[BEGIN]

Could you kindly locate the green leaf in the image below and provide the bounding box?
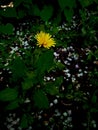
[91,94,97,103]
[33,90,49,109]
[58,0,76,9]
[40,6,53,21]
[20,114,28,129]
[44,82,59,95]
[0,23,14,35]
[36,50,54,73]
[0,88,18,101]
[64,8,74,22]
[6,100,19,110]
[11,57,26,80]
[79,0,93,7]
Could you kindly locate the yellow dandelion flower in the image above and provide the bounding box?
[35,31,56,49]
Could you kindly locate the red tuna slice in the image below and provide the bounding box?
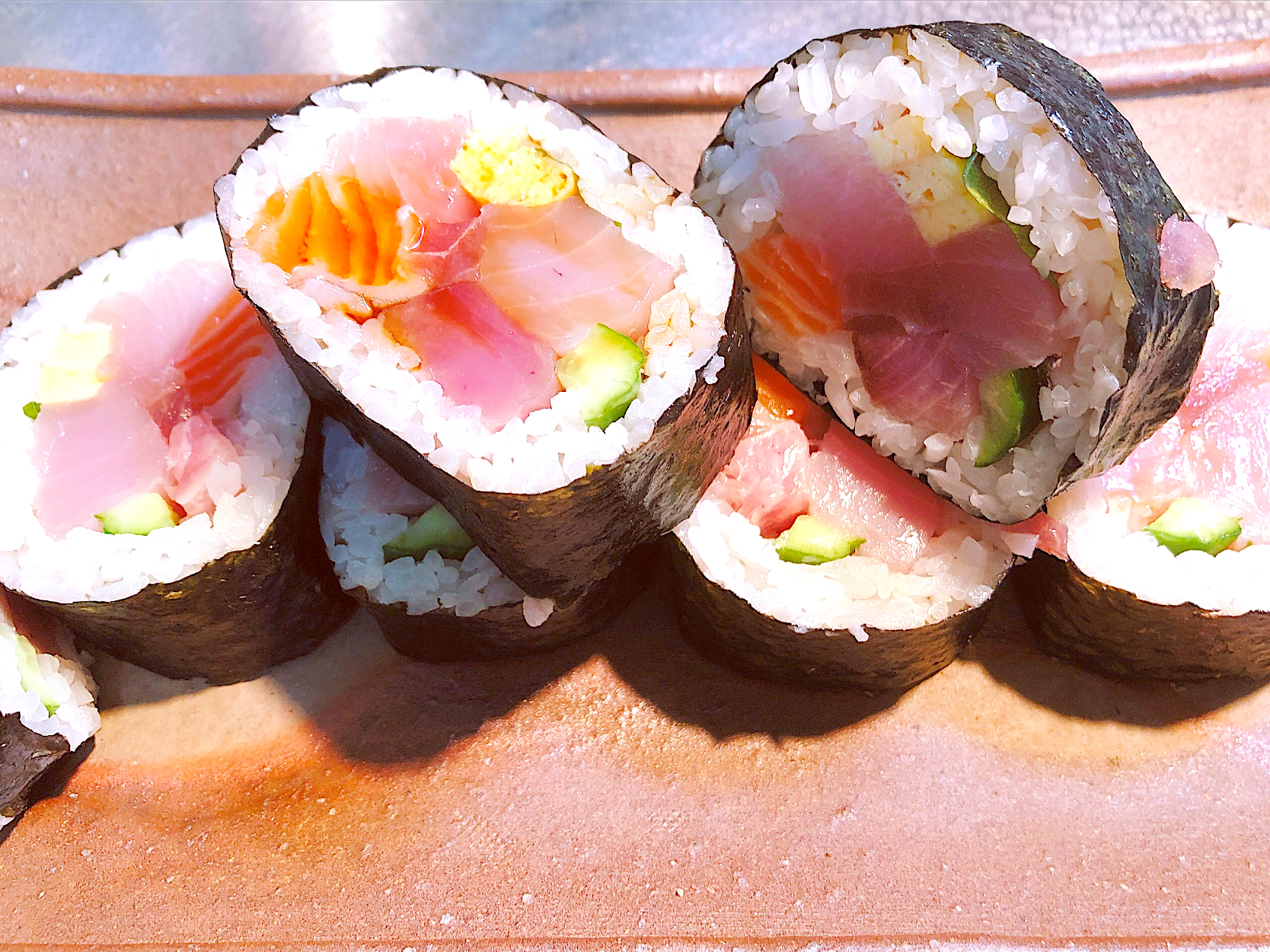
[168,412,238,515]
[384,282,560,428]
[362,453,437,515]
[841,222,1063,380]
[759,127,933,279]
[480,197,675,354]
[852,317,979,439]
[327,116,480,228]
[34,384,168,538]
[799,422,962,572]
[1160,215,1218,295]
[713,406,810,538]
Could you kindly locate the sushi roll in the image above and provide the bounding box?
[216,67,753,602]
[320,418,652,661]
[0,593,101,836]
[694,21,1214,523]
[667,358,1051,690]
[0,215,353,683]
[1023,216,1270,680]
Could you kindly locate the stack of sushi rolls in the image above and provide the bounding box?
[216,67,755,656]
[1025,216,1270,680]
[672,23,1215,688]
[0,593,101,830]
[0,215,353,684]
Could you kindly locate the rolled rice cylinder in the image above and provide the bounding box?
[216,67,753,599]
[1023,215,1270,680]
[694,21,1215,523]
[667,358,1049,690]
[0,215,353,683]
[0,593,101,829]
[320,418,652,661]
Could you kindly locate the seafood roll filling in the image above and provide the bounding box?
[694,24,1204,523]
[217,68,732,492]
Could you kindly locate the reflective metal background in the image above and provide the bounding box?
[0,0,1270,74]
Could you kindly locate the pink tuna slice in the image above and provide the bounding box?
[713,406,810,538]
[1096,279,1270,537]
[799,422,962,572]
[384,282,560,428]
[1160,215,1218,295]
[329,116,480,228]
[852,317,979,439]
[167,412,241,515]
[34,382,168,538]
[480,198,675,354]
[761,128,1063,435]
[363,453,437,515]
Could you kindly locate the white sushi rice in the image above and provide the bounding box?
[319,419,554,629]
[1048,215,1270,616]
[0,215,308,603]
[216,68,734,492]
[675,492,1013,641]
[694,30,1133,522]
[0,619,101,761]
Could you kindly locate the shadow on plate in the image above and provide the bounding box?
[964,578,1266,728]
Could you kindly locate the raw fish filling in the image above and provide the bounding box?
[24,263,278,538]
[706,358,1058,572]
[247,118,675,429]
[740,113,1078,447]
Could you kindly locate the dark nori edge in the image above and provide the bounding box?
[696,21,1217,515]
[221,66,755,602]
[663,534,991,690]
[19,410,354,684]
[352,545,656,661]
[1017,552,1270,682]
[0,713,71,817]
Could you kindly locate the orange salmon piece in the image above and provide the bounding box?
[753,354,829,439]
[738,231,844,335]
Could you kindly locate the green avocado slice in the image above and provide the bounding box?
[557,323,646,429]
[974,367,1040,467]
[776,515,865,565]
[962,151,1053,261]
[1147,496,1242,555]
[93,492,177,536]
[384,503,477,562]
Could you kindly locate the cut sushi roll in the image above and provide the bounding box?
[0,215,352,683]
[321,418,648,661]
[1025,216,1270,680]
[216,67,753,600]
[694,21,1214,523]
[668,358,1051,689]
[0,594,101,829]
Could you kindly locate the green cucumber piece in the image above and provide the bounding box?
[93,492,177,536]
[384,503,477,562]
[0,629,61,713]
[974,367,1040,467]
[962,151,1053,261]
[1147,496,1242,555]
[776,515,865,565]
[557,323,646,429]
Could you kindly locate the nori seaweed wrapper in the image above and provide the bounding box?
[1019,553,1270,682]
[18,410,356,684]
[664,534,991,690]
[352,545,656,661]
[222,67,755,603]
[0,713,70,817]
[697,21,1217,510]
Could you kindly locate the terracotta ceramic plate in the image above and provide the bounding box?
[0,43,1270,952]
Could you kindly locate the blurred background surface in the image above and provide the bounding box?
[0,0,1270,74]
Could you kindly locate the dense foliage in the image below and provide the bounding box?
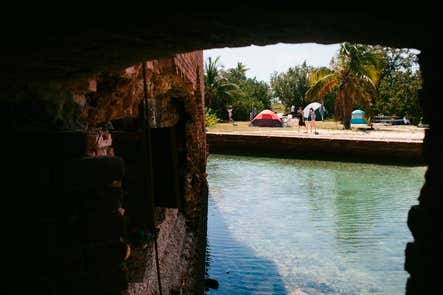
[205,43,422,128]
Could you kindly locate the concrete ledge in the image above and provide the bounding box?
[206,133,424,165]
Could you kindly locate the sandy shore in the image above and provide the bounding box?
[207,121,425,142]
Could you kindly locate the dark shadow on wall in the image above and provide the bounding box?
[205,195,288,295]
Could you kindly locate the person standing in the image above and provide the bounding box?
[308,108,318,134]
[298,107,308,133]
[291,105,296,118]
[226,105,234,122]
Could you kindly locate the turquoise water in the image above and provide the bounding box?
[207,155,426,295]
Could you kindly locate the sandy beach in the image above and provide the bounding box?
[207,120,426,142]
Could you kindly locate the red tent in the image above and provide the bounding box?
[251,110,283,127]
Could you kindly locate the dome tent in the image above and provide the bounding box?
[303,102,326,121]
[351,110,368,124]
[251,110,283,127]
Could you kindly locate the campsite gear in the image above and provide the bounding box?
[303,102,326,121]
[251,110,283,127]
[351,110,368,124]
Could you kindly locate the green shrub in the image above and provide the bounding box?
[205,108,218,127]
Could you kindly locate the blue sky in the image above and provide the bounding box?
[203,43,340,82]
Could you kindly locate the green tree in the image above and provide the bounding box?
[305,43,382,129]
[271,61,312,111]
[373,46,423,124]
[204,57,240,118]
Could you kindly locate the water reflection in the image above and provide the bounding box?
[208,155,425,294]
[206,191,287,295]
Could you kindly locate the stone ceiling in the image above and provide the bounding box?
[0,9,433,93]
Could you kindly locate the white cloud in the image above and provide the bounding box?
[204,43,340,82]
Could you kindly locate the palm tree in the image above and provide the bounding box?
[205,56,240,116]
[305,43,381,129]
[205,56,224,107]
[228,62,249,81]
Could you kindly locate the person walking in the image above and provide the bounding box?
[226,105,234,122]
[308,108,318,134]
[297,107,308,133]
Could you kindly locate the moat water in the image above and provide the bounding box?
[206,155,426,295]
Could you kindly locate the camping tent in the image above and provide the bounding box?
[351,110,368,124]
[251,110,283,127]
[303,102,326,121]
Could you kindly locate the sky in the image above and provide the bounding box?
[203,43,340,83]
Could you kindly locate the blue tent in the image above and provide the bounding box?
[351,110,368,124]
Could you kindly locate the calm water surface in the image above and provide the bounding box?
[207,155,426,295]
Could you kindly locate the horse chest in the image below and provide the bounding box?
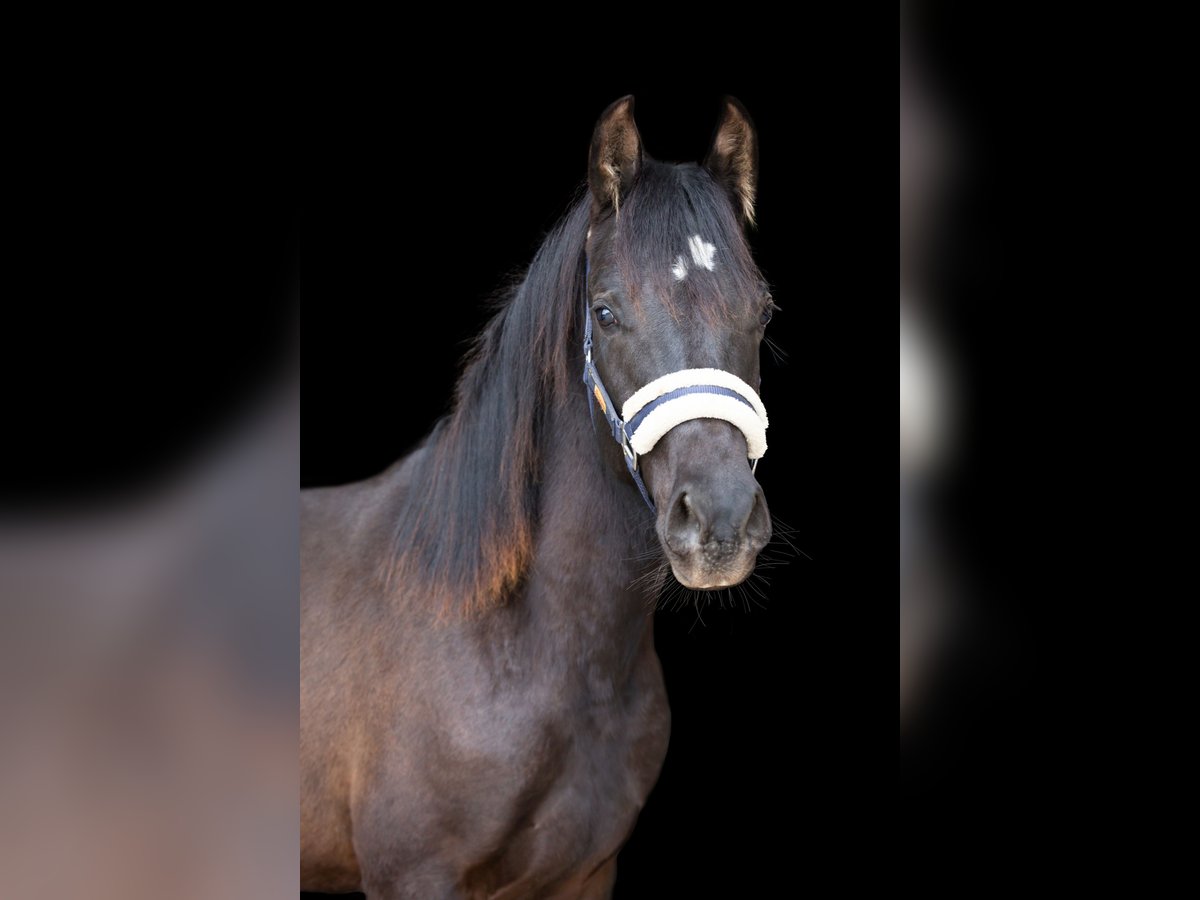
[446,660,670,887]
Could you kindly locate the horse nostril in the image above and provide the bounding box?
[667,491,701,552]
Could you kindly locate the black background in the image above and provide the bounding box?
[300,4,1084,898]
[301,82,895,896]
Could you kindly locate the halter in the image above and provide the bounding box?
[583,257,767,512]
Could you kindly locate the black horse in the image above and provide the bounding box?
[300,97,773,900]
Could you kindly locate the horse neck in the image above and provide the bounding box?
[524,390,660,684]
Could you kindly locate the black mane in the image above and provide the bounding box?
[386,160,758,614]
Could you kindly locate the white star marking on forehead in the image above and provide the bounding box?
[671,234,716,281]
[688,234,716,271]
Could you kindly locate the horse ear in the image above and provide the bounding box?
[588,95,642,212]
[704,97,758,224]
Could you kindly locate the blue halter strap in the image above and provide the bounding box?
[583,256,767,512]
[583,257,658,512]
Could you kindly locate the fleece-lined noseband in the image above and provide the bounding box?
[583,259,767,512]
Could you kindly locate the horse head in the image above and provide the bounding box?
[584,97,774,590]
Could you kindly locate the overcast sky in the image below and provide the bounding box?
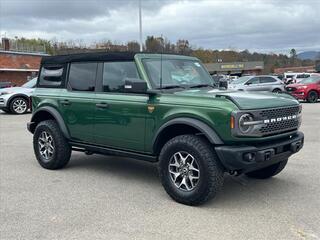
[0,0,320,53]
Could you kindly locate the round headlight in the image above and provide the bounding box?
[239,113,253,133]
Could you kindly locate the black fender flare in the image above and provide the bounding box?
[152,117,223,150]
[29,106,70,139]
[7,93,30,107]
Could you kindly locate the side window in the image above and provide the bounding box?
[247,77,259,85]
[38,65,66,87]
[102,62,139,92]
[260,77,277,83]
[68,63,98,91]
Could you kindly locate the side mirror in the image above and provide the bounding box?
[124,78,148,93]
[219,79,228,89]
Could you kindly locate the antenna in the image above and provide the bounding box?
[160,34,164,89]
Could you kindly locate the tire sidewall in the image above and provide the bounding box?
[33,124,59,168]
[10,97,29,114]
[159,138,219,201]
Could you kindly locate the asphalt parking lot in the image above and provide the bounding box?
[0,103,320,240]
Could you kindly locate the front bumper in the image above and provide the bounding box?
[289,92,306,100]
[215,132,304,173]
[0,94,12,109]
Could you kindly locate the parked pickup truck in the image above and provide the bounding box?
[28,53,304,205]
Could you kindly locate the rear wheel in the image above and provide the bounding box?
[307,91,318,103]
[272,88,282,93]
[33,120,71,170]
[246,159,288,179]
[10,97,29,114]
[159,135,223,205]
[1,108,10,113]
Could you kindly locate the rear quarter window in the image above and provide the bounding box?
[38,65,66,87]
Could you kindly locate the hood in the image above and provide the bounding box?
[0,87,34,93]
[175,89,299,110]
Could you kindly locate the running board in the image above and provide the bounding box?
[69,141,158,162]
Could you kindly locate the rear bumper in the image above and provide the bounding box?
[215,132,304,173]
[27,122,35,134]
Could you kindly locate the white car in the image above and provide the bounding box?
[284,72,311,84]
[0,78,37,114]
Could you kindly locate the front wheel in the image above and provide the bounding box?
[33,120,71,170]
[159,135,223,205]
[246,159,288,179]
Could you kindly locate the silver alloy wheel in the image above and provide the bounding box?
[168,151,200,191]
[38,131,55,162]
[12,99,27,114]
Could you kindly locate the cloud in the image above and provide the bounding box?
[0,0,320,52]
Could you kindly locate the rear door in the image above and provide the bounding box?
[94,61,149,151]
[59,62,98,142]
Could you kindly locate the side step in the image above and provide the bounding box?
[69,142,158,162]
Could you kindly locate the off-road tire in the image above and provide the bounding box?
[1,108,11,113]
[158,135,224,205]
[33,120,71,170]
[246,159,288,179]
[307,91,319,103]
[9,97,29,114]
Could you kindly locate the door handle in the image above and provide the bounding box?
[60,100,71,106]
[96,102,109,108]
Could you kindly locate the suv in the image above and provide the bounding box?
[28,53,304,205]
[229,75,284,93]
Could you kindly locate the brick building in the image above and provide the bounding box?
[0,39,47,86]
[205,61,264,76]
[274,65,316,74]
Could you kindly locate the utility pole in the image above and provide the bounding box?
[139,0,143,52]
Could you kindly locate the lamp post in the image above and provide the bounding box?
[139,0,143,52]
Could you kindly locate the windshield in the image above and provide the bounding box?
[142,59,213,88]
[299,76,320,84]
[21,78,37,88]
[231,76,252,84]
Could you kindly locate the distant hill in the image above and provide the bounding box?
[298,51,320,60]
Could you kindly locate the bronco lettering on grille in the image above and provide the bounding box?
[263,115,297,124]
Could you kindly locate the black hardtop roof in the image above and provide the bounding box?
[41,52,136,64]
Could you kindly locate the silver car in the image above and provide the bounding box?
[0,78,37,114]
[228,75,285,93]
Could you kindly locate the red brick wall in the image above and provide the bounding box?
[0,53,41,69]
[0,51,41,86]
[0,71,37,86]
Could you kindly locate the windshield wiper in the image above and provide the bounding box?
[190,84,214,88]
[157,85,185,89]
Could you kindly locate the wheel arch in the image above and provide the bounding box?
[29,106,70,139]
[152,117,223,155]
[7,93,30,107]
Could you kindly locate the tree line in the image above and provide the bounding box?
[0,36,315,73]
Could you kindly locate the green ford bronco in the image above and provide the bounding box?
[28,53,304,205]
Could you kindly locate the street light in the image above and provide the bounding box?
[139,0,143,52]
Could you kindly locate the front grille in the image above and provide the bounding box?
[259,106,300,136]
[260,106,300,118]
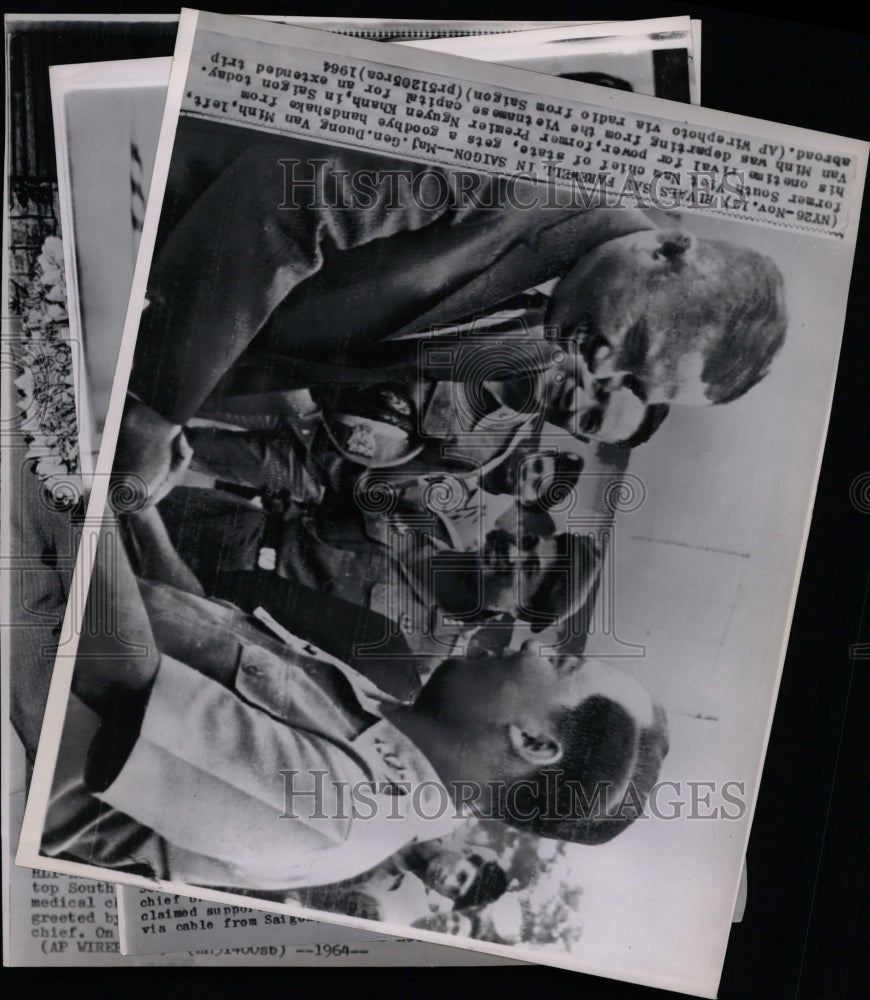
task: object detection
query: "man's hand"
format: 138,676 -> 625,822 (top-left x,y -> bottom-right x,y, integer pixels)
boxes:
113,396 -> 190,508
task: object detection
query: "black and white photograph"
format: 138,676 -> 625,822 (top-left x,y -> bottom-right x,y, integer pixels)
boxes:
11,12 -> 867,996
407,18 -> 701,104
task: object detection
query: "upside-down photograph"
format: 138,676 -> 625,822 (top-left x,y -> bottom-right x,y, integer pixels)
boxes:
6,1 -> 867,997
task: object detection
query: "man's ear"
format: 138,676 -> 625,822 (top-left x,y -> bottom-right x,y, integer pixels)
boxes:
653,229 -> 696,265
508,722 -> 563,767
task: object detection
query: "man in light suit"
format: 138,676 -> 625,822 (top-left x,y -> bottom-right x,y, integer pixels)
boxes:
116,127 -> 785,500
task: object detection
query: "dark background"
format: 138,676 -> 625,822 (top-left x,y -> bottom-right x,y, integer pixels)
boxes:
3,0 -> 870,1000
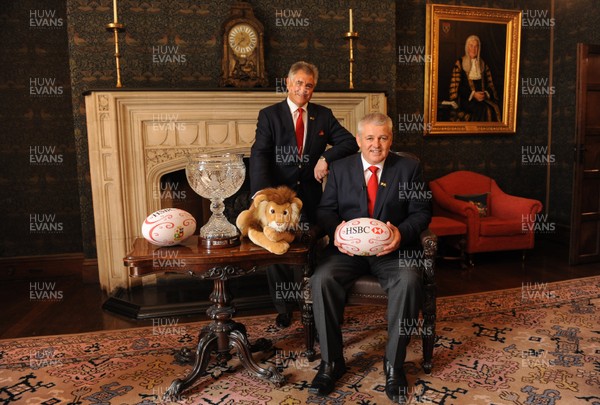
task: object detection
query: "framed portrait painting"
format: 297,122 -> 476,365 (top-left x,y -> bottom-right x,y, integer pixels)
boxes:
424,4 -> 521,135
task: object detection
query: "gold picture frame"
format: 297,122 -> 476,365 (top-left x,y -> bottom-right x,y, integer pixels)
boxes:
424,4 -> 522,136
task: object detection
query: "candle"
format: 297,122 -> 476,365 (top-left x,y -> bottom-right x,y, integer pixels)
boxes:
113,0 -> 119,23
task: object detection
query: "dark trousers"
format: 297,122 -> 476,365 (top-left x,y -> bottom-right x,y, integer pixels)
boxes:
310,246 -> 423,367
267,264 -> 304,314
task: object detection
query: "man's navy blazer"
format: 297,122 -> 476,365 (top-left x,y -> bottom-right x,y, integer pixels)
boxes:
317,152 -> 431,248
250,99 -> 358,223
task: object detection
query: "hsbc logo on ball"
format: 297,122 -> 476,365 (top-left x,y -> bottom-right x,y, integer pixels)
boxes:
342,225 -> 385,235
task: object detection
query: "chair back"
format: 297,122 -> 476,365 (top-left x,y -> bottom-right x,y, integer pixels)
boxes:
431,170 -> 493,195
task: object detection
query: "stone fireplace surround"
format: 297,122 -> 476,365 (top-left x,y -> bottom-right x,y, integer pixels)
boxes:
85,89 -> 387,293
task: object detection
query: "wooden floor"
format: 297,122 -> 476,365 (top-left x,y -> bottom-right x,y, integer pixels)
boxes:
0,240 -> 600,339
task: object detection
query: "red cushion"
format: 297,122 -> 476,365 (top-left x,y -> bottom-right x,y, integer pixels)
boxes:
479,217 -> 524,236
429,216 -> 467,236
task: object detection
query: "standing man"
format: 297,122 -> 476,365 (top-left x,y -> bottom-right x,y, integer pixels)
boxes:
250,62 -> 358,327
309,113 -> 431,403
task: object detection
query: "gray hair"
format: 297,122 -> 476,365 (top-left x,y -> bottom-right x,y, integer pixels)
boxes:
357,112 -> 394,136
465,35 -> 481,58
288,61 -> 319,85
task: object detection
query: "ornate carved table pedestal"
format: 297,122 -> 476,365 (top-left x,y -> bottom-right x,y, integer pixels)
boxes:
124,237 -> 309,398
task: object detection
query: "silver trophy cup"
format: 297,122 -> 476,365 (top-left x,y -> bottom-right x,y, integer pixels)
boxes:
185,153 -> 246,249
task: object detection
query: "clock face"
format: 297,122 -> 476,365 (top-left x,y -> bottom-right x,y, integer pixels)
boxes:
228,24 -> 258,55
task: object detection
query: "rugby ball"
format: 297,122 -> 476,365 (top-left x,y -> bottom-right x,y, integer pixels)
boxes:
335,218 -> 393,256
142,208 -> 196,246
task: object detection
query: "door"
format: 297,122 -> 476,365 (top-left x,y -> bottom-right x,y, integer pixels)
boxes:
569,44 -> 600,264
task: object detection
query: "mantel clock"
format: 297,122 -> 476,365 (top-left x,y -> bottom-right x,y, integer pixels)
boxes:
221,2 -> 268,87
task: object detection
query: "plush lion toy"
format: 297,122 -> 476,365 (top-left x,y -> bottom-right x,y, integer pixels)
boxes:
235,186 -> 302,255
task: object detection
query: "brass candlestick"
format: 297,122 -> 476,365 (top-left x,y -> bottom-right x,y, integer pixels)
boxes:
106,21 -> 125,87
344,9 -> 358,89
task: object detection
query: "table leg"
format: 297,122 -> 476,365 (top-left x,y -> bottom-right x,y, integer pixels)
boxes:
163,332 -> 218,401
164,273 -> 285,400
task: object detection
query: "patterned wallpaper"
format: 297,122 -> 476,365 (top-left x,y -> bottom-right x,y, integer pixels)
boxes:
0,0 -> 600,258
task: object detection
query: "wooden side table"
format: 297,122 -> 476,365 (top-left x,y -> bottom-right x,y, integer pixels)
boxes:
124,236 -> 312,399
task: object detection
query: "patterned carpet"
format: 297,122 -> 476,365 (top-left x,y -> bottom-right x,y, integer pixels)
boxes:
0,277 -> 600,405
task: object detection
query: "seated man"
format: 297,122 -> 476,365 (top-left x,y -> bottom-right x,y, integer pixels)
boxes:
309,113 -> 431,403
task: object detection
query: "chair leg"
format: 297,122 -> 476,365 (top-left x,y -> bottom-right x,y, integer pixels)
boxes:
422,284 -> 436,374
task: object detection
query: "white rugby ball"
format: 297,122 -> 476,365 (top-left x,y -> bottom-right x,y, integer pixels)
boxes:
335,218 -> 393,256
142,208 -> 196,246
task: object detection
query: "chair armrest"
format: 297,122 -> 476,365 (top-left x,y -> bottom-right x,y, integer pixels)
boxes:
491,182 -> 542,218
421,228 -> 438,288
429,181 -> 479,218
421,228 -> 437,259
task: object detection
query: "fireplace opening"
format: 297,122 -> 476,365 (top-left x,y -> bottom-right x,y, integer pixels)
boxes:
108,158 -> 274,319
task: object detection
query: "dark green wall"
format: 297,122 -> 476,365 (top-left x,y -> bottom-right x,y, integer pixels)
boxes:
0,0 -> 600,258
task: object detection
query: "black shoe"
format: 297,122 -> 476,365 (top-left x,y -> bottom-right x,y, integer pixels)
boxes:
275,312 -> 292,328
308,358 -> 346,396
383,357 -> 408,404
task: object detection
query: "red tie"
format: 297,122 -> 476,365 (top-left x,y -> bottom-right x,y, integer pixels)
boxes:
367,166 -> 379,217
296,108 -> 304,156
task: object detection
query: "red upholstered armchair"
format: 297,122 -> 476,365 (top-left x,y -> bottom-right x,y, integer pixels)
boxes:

[END]

• Task description:
Report every line of the material above that contains the word "wooden", copying each such line in full.

• Result for this exercise:
query: "wooden floor"
query: "wooden side table"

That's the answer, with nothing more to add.